**Work order**
Copy the line containing "Find every instance of the red", then all lines after it up to and including the final line of the material, exactly and without additions.
------
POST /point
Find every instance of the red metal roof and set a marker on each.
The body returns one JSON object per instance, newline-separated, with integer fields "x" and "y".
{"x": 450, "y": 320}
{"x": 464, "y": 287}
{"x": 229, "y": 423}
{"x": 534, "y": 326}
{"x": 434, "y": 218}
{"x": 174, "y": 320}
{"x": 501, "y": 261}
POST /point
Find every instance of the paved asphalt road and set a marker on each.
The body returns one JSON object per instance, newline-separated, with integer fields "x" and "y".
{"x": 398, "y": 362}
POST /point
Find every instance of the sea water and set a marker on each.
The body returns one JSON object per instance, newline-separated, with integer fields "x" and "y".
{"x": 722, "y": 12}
------
**Result**
Find every instance of the red metal roof and set a marker on each.
The body returns one JSON object per instance, newline-separated, with integer fields "x" and "y".
{"x": 450, "y": 320}
{"x": 464, "y": 287}
{"x": 229, "y": 423}
{"x": 534, "y": 326}
{"x": 434, "y": 218}
{"x": 174, "y": 320}
{"x": 501, "y": 261}
POST /point
Find every instance of the paved asphalt road and set a marker on each.
The body returns one JSON object per instance, newline-separated, with integer fields "x" and "y".
{"x": 398, "y": 362}
POST /point
Find every instance of the sea water and set a marker on each.
The body returns one JSON object per instance, newline-separated, with integer fields "x" and "y".
{"x": 722, "y": 12}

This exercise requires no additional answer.